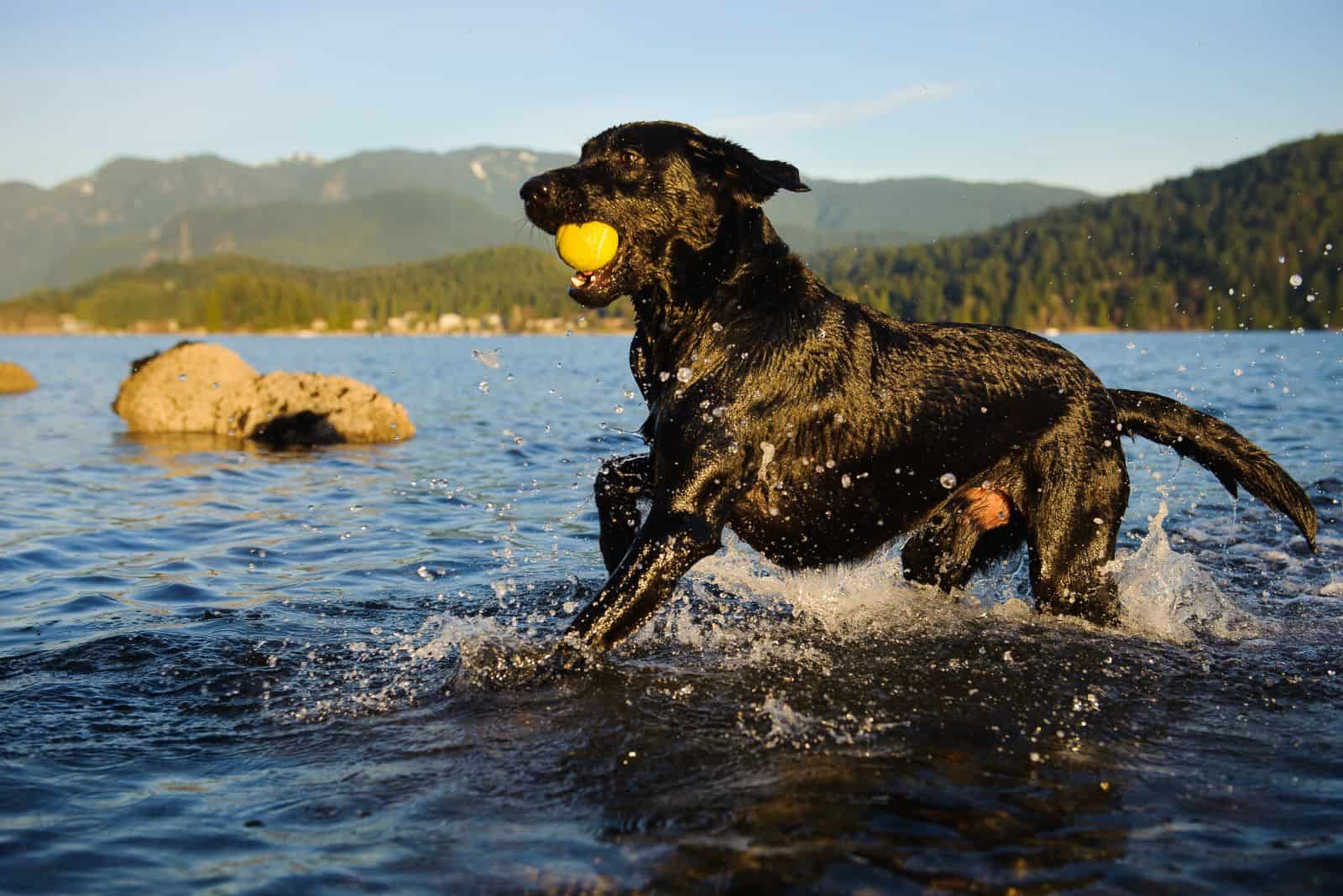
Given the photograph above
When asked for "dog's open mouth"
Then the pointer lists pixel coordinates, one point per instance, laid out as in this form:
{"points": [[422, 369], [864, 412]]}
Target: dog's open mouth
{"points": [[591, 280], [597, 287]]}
════
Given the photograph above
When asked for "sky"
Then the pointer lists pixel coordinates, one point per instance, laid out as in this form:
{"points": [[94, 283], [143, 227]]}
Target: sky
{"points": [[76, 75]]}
════
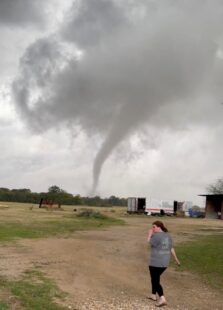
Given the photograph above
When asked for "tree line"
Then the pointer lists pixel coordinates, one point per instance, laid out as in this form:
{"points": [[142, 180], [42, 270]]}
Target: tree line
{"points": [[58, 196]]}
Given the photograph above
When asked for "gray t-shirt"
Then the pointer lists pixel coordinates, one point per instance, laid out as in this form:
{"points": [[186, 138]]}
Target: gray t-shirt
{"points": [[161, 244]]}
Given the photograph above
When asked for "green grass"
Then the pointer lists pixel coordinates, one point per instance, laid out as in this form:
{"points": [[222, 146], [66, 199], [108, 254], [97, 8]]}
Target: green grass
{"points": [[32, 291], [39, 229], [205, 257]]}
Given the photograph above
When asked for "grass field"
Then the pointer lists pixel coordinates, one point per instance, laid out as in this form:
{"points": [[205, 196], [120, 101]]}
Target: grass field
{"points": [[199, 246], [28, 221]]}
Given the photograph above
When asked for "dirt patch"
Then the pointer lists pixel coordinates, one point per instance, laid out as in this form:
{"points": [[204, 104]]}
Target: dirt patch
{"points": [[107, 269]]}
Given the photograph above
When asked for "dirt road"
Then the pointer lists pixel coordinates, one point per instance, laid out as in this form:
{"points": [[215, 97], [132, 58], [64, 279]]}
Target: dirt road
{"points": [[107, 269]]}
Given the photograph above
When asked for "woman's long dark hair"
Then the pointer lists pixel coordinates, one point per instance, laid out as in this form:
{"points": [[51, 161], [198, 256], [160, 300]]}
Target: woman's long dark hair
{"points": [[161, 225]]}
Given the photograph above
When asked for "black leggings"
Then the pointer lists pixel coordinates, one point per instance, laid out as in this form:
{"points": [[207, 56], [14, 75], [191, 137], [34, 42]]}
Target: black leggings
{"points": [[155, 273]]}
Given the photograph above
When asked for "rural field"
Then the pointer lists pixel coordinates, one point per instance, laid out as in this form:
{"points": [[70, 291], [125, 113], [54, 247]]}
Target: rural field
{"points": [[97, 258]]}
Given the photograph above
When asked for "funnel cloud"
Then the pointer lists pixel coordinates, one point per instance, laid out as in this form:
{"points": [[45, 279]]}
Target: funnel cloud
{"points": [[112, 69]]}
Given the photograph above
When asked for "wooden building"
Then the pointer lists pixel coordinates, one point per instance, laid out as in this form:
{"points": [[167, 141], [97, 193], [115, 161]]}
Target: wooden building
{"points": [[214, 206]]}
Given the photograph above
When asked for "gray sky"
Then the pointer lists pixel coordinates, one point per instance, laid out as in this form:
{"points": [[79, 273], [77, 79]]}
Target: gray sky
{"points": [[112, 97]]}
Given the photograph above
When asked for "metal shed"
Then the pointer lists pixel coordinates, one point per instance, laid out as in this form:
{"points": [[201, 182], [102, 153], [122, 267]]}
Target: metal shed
════
◆ 作業指示
上記のエントリを、単語「woman」を含む行のみに絞り込み、該当する行をすべて書き写してください。大文字と小文字は区別されます。

◆ 出力結果
When asked for "woman's long dark hair"
Target: woman's long dark hair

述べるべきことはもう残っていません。